## WHAT TO WORK ON
Produce an exact copy of the line containing "An image is provided above. Search it thoroughly for black face" and of every line after it in the material below, ending with the final line.

## PROVIDED DATA

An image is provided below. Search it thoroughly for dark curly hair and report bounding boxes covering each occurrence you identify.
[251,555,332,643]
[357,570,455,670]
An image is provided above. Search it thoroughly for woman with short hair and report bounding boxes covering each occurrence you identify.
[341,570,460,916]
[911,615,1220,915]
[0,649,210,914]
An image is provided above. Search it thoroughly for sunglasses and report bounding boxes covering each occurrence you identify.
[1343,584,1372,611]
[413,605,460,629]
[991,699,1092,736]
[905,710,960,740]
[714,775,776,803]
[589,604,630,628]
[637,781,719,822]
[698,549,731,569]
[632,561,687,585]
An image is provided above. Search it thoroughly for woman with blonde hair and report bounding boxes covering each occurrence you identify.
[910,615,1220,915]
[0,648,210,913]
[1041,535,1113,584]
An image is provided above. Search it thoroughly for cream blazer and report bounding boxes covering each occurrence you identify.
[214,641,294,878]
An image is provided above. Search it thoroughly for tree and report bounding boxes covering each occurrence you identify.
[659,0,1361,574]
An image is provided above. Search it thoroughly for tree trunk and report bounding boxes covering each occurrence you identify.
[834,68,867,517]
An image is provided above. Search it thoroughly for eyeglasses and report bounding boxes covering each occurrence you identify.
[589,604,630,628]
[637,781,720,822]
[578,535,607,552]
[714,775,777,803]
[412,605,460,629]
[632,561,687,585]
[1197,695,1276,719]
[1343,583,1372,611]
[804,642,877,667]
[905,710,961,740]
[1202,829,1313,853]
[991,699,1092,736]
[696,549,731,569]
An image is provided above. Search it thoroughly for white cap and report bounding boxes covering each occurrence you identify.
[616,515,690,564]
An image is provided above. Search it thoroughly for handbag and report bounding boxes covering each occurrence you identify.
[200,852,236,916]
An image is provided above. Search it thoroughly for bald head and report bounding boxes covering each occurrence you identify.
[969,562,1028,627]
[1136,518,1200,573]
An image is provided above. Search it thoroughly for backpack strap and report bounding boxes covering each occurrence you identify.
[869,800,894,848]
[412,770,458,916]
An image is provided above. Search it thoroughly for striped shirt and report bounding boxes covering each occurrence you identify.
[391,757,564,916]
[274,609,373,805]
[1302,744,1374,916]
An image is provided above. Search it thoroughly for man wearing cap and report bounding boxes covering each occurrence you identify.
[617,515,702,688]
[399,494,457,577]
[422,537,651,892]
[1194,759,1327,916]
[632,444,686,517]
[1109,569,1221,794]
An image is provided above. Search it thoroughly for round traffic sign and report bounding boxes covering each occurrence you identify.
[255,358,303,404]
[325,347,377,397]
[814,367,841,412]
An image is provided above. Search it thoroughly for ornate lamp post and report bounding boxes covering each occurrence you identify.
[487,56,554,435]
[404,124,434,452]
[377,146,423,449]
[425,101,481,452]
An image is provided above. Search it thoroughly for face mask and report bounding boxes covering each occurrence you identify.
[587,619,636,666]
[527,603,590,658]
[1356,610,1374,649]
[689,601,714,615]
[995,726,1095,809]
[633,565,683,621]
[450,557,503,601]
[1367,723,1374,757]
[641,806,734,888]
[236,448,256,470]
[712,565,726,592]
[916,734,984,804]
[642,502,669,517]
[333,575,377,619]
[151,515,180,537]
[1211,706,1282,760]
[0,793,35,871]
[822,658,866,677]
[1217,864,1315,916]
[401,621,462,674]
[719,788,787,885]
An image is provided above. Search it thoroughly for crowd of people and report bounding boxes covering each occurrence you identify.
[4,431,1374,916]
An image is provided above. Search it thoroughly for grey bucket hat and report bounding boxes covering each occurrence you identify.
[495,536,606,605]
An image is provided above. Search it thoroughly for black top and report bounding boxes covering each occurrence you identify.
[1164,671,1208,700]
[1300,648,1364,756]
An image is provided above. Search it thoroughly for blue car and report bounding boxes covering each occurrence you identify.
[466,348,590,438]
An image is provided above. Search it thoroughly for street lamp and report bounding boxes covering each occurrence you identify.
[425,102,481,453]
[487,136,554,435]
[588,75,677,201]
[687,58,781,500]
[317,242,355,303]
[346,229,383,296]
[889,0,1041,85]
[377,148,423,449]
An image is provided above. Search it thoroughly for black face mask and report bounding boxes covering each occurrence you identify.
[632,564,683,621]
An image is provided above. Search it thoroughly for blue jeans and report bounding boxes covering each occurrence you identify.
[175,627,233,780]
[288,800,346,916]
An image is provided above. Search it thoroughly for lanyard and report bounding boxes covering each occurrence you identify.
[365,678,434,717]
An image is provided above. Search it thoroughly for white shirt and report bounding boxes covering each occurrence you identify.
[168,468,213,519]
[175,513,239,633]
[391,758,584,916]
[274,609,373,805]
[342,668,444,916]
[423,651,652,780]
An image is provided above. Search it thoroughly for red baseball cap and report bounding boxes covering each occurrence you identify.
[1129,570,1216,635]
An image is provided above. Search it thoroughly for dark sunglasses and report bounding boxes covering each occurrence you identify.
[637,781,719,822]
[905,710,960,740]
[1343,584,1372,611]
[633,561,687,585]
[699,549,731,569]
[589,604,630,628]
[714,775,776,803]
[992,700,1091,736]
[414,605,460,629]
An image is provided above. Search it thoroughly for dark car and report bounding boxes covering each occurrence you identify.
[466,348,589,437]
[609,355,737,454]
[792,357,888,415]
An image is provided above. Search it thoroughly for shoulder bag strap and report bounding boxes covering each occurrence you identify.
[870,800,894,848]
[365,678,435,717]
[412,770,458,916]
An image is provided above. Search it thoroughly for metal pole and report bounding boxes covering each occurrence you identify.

## SOLUTION TO THE EXERCISE
An image is provided above. Search it thoroughly for black face mask and report bounding boxes covering each occurrence you identify.
[632,564,683,621]
An image is provided above. Search it thoroughly for blue jeans and report bounding boxes covering each occurrence you identify.
[175,627,233,780]
[288,800,346,916]
An image is provided above. Search it thoroughly for lanyard and report bounding boxes covering each occurrence you identify.
[365,678,434,717]
An image is provided above. Search it thoroughly for white shirt and report bounding boxes covering each occurrence you identify.
[168,468,213,519]
[175,513,239,633]
[391,758,584,916]
[274,609,373,805]
[342,668,444,916]
[423,651,652,780]
An image is provided above. Search it thoroughly for red baseball cap and report bounding boxes covering each occurrence you identify.
[1129,570,1216,635]
An image is provided above. Search it thoroughly for dark sunglasses and report bounding boxes covering each occurrence you identify.
[637,781,719,822]
[905,710,960,740]
[1343,584,1372,611]
[633,561,687,585]
[699,549,731,569]
[589,604,630,628]
[714,775,776,803]
[992,700,1091,736]
[414,605,460,629]
An image is provided above. Search it thoroughly for dark car and report bounding boxes covering each occurrence you identify.
[466,348,589,437]
[609,355,737,454]
[792,357,888,415]
An image is provided above. Search it thoroughly for shoulder bag strap and report bounding boxes covering each occurrence you identify.
[870,800,894,848]
[365,678,435,717]
[412,770,458,916]
An image is provided above. Search it thoroughly for metal pole and report bounding boxes covering each occurrence you identify.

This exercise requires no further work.